- _Extrait source_
**********

Orgasmic & Fuzati - Grand Siècle 

Sortie le 21 avril 2014

Note : 4,5/5

 

 

 

"A la fois old-school et moderne, comme un texto de ta grand-mère", Fuzati pose le niveau dès la première punchline de l’album, soutenu par un beat très lourd de Orgasmic. 10 ans après, les deux se retrouvent, le Klub des loosers a pris ses libertés sans Orgasmic occupé avec les compères de TTC. Le temps d’un album, à part de la galaxie du Klub, Fuzati et Orgasmic composent à quatre mains l’un des meilleurs disques hexagonaux de l’année : Grand Siècle.

Fuzati n’aime toujours pas beaucoup les gens, "ils sont tous terre à terre" et "de plus en plus con", mais s’aime un peu plus quand même, fini les envies d’en finir ("tout ne tient qu’à un fil, à une corde mais j’me suis détaché") , le tout appuyé par un son moins sombre et désespéré que celui du Klub. Les compositions sont plus planantes comme sur « Ola » ou « Le Fluide » ou carrément électro sur « Nulle Part » qui rappelle le travail d’Orgasmic sur les albums de TTC. On pense aussi au son d’A$AP Rocky, sur Chaîne en or.
Les textes sont toujours aussi précis, Fuzati ne balance pas ses paroles au hasard, faisant de nombreuses allusions à la pop culture : on croise pêle-mêle Jean-Pierre Stevens, Tori Spelling, Serpico, Winogrand ou Vincent Perrot. Il nous offre l’occasion de rouvrir nos cours de français du collège : métaphore filée (les Goonies dans Sinok), allitérations ("C’était pas l’avis des videurs, pas invité pour la vie d’or") ou comparaisons ("comme un hymen dans une partouze"). L’homme au masque, entre humour et lucidité, crache sa haine de cette "génération d’illettrés", glissant quelques belles formules : "T’as eu ton bac mention bien ou bien ?" ou "Recalé du Klub des 27, à jamais malheureux".

**********

- _Données sources_
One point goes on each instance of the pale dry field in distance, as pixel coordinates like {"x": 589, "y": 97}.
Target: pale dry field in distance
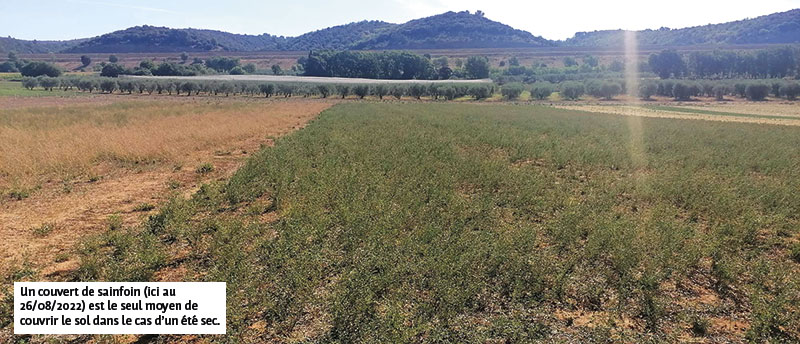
{"x": 69, "y": 166}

**********

- _Énoncé de l'exercice_
Poursuivez la critique de l'album Grand Siècle à partir de l'endroit où elle s'interrompt. La liste n'intervient en rien dans ce travail.

- _Réponse à l'exercice_
Si Fuzati a de la rancœur c’est surtout à propos des rappeurs. Le rap est mort, il "tire au stylo sur des corbillards", mais il n’est pas pour autant dans le clash. Il a une longueur d'avance (Chaîne en or) et laisse ces enfantillages aux rappeurs qui "se battent pour des histoires de trône", trouve que certains ne sont que de "vulgaires copies", d’autres "des gamins colons qui voudraient ramener du Boom-Bap" comparés aux Hansons, bloqués dans les années 90. Il écorche ainsi une grande partie du paysage hip-hop hexagonal : respectivement Rohff et Booba, Orelsan et 1995
Dans la même idée, le titre Tupac semble faire écho au 2pac du dernier album de Booba où le boulonnais, un peu présomptueux, se vantait de rapper comme 2pac. Fuzati, lucide, a conscience de son flow si particulier ("Même dans la vie je suis off-beat"), et ironiquement c’est son épicier qui l’appelle "Two-packs", comme les 12 bières qu’il s’enfile avant de prendre le micro.  

Le stylo-bic bien affuté, peut-être un peu moins pessimiste qu’avec le Klub, Fuzati écorche une époque qui ne lui correspond pas, où le hip-hop est enterré. Un album dont on ne sort pas indemne, assommé par les punchlines dévastatrices du rappeur versaillais :"Dans la vie rien est gratuit, sauf la violence évidemment"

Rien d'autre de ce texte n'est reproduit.